(Excerpts from a dataset)
:::::

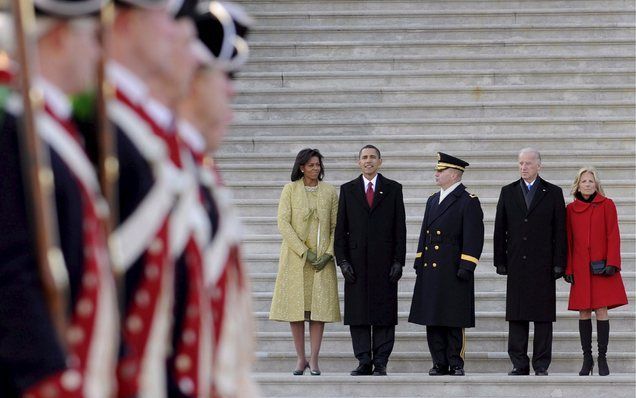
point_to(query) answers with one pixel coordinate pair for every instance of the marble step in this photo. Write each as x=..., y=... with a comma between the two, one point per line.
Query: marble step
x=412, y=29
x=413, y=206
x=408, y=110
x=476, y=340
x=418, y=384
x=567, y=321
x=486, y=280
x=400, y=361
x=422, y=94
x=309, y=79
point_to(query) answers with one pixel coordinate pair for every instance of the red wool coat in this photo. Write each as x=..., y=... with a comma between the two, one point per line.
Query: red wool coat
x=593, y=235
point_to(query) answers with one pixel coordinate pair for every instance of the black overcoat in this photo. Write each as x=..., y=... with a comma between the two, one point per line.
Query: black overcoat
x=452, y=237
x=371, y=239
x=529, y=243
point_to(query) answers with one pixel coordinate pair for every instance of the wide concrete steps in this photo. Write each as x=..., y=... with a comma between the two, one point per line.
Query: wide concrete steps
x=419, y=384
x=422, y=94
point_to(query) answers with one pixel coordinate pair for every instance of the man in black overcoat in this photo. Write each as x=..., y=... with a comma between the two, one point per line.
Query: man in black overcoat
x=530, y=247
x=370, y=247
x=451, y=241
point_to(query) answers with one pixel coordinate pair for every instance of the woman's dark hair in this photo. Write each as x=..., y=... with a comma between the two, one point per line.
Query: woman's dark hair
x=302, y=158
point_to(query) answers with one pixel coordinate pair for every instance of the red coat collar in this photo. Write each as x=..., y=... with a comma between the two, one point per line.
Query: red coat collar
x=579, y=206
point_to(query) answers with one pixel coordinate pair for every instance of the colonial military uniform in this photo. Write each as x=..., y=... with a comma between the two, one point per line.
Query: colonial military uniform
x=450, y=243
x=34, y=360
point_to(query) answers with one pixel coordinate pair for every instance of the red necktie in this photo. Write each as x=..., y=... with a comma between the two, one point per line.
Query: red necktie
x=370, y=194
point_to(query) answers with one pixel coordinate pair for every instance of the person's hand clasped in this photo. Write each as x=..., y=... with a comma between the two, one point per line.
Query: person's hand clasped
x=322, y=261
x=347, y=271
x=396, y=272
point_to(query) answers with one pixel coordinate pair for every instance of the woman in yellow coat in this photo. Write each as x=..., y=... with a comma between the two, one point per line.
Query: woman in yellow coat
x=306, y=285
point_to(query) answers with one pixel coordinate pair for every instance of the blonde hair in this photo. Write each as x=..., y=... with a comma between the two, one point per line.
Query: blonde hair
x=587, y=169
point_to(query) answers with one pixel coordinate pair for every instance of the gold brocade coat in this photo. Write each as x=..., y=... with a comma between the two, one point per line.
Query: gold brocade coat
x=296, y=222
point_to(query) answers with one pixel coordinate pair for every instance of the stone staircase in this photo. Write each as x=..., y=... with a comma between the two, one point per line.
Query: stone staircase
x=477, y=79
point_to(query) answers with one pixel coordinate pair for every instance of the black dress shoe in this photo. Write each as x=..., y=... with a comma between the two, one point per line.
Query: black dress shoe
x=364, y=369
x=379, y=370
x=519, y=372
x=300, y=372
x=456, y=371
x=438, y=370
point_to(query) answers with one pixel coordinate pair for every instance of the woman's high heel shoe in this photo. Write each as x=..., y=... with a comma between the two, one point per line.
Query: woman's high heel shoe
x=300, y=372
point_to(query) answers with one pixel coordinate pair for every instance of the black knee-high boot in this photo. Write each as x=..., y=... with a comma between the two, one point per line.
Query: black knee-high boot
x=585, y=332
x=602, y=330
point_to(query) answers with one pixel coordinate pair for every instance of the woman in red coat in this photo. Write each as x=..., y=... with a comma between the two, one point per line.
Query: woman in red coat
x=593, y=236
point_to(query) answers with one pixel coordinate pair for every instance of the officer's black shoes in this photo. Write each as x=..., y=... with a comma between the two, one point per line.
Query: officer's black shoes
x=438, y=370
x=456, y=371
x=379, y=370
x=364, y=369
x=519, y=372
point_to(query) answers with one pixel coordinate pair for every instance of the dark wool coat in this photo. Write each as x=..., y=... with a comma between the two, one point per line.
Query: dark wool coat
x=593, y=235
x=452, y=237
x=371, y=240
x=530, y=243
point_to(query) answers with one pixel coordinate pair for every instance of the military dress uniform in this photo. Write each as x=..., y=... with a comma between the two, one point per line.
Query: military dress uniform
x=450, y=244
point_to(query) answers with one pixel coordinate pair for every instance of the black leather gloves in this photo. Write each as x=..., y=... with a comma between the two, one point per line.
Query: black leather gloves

:::::

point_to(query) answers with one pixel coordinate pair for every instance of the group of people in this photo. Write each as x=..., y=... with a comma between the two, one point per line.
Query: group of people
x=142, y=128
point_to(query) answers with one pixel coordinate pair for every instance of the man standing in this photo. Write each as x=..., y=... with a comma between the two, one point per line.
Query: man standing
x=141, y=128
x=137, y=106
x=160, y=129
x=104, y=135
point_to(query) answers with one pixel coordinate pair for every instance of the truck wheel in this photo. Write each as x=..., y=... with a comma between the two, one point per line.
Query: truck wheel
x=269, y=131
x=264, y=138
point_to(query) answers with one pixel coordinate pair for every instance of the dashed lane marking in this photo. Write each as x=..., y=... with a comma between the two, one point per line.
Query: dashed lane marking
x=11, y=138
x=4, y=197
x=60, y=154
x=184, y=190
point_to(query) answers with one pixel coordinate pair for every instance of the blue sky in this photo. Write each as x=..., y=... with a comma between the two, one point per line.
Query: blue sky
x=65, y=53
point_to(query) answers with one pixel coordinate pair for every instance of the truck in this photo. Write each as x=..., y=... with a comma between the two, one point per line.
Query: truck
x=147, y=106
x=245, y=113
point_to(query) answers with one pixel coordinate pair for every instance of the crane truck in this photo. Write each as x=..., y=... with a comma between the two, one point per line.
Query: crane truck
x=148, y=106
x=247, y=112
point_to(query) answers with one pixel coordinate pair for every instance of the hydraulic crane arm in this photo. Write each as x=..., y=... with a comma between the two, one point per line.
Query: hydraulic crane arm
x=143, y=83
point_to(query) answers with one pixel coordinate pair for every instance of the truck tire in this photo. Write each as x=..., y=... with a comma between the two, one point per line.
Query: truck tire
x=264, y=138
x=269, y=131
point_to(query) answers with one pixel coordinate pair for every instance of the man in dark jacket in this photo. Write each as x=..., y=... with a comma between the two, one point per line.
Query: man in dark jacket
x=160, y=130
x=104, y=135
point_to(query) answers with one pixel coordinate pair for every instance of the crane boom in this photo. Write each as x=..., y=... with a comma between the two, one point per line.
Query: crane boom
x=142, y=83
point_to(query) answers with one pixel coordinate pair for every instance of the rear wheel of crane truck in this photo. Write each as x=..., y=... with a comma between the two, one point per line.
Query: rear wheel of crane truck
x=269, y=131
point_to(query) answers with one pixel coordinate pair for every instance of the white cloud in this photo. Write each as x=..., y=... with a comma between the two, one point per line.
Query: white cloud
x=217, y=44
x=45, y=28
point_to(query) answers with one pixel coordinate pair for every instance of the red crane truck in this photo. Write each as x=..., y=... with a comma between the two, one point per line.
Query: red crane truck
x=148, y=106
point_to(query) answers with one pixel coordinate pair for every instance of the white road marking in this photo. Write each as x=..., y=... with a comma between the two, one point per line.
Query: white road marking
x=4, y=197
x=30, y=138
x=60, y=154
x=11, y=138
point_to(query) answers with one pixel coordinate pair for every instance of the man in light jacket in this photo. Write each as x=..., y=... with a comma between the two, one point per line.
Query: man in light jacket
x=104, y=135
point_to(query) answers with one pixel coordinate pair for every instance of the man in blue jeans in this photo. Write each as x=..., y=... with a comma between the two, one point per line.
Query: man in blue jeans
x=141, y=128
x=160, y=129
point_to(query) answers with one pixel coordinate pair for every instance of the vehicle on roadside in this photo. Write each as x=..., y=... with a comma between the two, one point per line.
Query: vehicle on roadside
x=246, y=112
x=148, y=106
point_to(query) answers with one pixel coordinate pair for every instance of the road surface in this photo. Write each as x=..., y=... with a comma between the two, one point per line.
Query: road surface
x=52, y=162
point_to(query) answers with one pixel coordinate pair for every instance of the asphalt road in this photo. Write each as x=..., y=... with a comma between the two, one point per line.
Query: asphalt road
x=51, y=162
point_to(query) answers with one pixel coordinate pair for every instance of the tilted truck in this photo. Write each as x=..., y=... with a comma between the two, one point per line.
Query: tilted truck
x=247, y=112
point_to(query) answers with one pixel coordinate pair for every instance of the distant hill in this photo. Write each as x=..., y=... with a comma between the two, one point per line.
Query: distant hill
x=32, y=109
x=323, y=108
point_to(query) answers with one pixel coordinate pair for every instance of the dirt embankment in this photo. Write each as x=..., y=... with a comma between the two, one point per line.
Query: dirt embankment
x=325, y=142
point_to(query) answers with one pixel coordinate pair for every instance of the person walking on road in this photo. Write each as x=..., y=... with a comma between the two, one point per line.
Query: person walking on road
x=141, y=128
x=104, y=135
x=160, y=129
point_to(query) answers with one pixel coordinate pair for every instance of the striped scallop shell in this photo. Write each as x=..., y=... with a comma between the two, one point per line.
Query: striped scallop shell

:::::

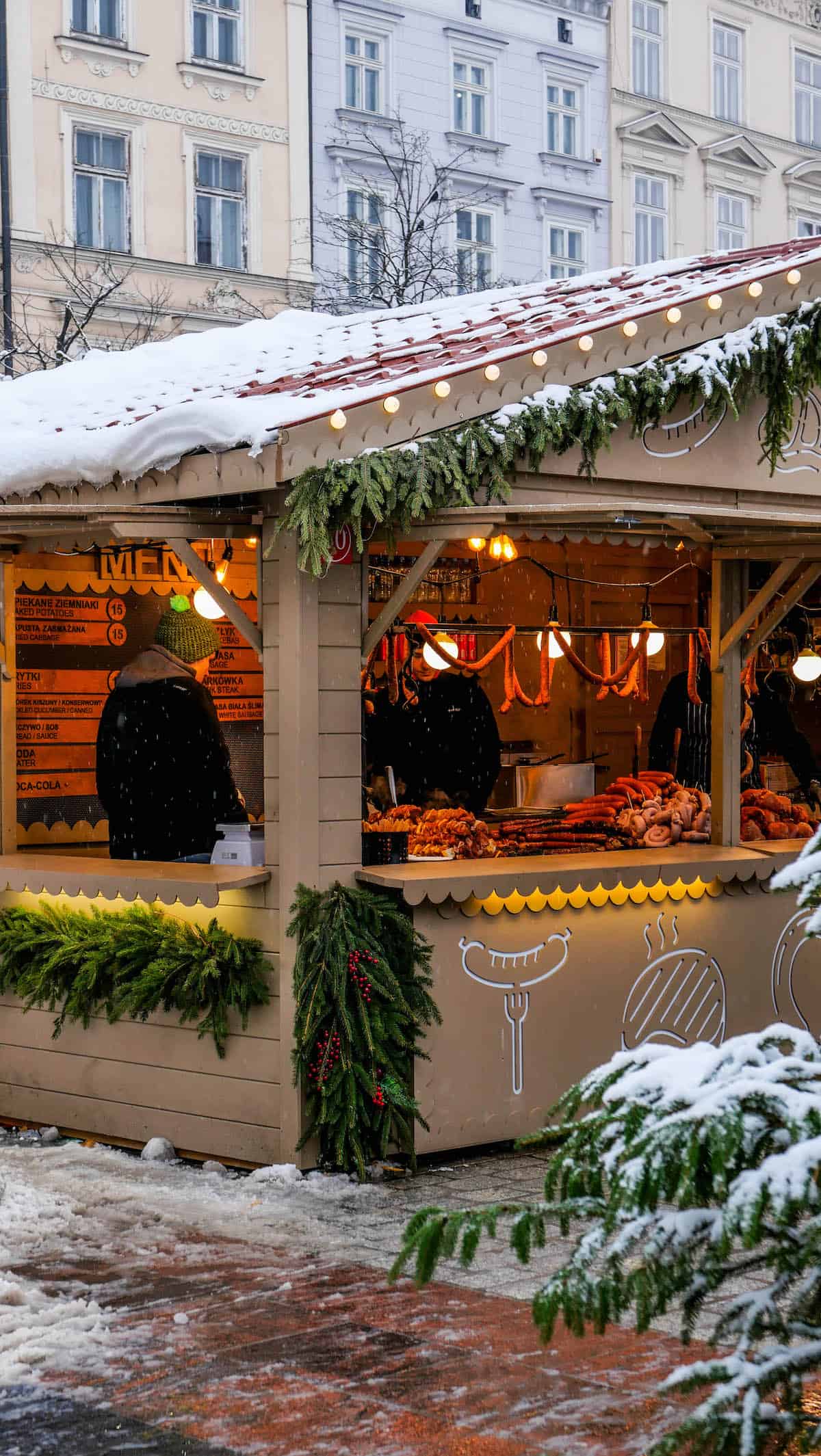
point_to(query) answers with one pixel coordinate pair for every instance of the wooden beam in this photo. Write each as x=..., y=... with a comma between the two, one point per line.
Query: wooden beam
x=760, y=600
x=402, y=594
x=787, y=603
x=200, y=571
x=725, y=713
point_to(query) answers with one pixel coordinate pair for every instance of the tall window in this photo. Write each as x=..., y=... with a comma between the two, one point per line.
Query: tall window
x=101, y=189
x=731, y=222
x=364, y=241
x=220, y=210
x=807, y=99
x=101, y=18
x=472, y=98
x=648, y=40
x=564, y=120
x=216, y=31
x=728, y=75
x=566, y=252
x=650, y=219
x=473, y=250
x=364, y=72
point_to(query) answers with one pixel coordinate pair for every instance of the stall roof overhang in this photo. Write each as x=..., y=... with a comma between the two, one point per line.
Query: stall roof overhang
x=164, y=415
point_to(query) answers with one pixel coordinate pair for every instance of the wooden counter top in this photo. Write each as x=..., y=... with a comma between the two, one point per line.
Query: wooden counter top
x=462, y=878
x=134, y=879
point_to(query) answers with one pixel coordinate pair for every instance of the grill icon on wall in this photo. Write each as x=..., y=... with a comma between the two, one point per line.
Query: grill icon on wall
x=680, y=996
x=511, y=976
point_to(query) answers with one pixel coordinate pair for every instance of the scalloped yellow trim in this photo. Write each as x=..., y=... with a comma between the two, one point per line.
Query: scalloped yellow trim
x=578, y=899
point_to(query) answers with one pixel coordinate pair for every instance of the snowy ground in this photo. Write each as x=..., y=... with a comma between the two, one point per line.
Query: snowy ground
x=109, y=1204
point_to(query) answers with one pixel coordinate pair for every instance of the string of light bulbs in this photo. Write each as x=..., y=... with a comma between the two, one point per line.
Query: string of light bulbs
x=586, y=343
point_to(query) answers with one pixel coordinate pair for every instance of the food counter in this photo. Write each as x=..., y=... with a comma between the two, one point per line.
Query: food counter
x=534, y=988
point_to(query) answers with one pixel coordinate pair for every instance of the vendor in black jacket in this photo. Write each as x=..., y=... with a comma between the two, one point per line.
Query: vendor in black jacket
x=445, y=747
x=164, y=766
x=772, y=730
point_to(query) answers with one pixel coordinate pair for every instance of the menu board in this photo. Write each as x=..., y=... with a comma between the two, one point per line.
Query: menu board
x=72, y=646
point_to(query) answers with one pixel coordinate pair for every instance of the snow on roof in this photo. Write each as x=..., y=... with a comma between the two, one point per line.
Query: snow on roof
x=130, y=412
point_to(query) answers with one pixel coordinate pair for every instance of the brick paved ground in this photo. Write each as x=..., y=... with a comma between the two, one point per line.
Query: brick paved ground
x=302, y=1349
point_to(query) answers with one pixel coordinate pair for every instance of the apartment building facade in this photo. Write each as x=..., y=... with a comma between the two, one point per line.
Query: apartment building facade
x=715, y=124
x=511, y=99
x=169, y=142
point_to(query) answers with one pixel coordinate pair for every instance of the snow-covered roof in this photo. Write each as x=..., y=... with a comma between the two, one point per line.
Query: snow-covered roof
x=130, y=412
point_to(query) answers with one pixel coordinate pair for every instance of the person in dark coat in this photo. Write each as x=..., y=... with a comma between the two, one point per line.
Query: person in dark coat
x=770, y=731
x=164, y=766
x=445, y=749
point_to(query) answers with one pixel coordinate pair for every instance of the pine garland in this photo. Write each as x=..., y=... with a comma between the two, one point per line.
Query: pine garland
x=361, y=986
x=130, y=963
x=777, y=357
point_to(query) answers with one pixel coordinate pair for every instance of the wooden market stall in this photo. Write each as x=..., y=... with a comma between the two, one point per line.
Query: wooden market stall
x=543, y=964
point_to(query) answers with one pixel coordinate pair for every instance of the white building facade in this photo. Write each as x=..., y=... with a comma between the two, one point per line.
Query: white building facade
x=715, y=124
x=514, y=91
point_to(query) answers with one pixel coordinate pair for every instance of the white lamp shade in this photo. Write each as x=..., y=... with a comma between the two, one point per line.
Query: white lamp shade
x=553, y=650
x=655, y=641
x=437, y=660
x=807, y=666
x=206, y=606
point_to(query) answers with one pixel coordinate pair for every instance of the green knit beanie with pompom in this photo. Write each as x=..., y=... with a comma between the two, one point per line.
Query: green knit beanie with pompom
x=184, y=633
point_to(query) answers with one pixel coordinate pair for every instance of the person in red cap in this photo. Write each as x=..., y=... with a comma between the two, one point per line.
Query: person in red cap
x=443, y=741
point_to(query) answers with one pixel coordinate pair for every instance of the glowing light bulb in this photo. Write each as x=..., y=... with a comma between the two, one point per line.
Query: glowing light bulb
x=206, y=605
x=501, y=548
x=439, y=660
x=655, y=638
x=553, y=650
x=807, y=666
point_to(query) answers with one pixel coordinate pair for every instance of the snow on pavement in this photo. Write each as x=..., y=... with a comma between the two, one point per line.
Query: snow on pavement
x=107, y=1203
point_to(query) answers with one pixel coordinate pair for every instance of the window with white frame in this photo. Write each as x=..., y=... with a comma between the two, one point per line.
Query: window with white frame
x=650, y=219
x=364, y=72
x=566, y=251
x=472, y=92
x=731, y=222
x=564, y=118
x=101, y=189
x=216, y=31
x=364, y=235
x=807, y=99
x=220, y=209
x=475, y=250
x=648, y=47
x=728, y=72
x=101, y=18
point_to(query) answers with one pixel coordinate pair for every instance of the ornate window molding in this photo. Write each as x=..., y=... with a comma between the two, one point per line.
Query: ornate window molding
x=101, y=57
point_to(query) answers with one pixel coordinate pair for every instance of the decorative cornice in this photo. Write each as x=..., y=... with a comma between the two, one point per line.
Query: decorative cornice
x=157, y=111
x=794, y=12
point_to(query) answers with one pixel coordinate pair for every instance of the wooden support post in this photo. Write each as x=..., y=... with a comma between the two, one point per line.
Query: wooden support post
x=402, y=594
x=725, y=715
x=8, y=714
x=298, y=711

:::::

Give back exactly the lines above, from the line containing "of the blue" through the line containing "dark jacket in", with both end lines and nothing more.

EXPECTED ANSWER:
point_to(query) answers with one pixel coordinate pair for every instance of the blue sky in this photo. Write each as x=..., y=... with a comma between the two, one point per line.
Query: blue sky
x=65, y=53
point_to(query) answers with one pixel coordinate pair for every instance of the truck in this photo. Write each as x=..., y=... with a comma between the two, one point per line.
Query: truck
x=147, y=106
x=245, y=113
point_to(query) answers with one pixel coordinate pair for every instance of the crane truck in this photo. Write each as x=..., y=... with a comma between the two, one point per line.
Query: crane truck
x=148, y=106
x=247, y=112
point_to(query) answers with one pixel coordinate pair for every instance of the hydraulic crane arm in this photo. Write each as x=..., y=... with a comma between the two, one point per line.
Query: hydraulic crane arm
x=143, y=83
point_to(query) answers with one pixel coordinate pair for every instance of the truck tire in this photo. Write each as x=..., y=... with a comma between the two, one point per line.
Query: truck tire
x=264, y=138
x=269, y=131
point_to(query) answers with one pixel coordinate pair for every instance of the man in dark jacket in this photo. Write each as x=..., y=... with a comma between the two, one point per line.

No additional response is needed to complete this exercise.